##### Selected text
Title: Effects of Defoliating Insect Resistance QTLs and a crylAc Transgene in Soybean Near-Isogenic Lines Authors
|Zhu, Shuquan -|
|Boerma, H -|
|All, John -|
|Parrott, Wayne -|
Submitted to: Theoretical and Applied Genetics
Publication Type: Peer Reviewed Journal
Publication Acceptance Date: November 21, 2007
Publication Date: December 7, 2007
Citation: Zhu, S., Walker, D.R., Boerma, H.R., All, J.N., Parrott, W.A. 2007. Effects of Defoliating Insect Resistance QTLs and a crylAc Transgene in Soybean Near-Isogenic Lines. Theoretical and Applied Genetics. 16:455-463. Interpretive Summary: Bacillus thuringiensis (Bt) transgenes such as cry1Ac that are genetically engineered into plants to provide high levels of resistance to certain insect pests, but precautions are needed to prevent pests from quickly overcoming this resistance. Native insect resistance was identified in three Japanese plant introductions (PIs) almost 40 years ago, but efforts to transfer this resistance to high-yielding cultivars have been only moderately successful. Three quantitative trait loci (QTLs) with genes conditioning insect resistance in PI 229358 have been genetically mapped and tagged with DNA markers which were used to transfer the resistance genes into the soybean cultivar Benning. Two of these QTLs reduced feeding damage and/or the larval weights of two major soybean pests, corn earworm and soybean looper. The third QTL did not confer resistance directly, but was found to enhance resistance through interaction with genes at the other two loci. These results support findings from earlier experiments indicating that combining one or more of the QTLs in the same genetic background as a cry1Ac transgene may prolong the effectiveness of the Bt gene against insect pests. This information will be useful to plant breeders, entomologists, and other scientists interested in host plant resistance to insects.
##########
##### Dataset
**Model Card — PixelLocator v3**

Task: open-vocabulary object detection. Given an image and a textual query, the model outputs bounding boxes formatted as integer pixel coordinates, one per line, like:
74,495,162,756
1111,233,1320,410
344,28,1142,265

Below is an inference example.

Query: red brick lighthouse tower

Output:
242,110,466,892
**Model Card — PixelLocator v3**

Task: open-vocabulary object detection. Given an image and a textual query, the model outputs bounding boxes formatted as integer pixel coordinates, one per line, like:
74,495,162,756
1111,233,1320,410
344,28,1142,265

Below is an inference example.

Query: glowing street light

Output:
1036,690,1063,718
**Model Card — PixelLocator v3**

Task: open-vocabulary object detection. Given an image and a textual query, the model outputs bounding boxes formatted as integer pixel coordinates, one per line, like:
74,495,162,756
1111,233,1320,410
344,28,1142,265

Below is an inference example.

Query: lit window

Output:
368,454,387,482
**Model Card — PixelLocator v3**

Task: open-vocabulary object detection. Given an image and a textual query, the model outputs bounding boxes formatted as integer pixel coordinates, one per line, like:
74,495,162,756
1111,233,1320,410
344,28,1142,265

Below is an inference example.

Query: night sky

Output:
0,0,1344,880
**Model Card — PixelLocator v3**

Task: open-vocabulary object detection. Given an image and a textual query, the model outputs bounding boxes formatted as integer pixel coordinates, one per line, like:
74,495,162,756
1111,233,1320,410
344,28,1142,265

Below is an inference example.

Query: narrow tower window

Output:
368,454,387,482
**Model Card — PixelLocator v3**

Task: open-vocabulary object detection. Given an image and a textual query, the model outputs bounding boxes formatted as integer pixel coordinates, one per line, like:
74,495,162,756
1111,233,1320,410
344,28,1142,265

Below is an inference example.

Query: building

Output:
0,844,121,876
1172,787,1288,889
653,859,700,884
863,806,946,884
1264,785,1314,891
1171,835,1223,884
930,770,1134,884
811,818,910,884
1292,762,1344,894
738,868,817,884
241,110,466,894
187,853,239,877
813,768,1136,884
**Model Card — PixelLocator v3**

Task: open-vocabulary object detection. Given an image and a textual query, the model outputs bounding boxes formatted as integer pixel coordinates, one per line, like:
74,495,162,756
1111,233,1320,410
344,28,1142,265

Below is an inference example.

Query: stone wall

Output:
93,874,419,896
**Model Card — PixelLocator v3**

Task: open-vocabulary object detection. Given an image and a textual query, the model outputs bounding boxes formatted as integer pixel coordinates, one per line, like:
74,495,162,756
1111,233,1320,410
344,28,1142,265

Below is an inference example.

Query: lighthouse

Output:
##########
» Problems to work on:
(a) List every author named in the citation of the soybean study summary, in the order given there.
(b) Please answer these questions from the soybean study summary:
(i) To which journal was the work submitted?
(ii) Into which soybean cultivar were the resistance genes from PI 229358 transferred?
(iii) Which two soybean pests were affected by the QTLs that reduced feeding damage and/or larval weights?
(c) Resume the soybean study summary after its last sentence.

» Answers to each task:
(a)
Zhu, S.
Walker, D.R.
Boerma, H.R.
All, J.N.
Parrott, W.A.

(b)
(i) Theoretical and Applied Genetics
(ii) Benning
(iii) Corn earworm and soybean looper

(c)
Technical Abstract: Additional sources of resistance would be desirable to manage defoliating insect resistance to crystal proteins coded by transgenes from Bacillus thuringiensis (Bt) and to sustain the deployment of Bt crops. The objective of this study was to evaluate the effects and interactions of three soybean (Glycine max [L.] Merr.) insect resistance quantitative trait loci (QTLs; QTL-M, QTL-H, and QTL-G) originating from the Japanese PI 229358, and a Bt cry1Ac gene in a ‘Benning’ genetic background. A set of 16 BC6F2-derived near isogenic lines (NILs) was developed using marker-assisted backcrosses and evaluated against soybean looper (SBL, Pseudoplusia includens [Walker]) and corn earworm (CEW, Helicoverpa zea [Boddie]) in field cage, greenhouse, and detached leaf assays. Both Bt and QTL-M had a significant effect on reducing defoliation by both SBL and CEW and larval weight of CEW in the Benning genetic background. The antibiosis QTL-G had a significant effect on reducing CEW larval weight, and also a significant effect on reducing defoliation by SBL and CEW in some assays. The antixenosis QTL-H had no main effect, but it appeared to function through interaction with QTL-M and QTL-G. Adding QTL-H and QTL-G further enhanced the resistance of the Bt and QTL-M combination towards CEW in the field cage assay. These results should help guide the development of strategies for effective management of insect pests and for sustainable deployment of Bt genes.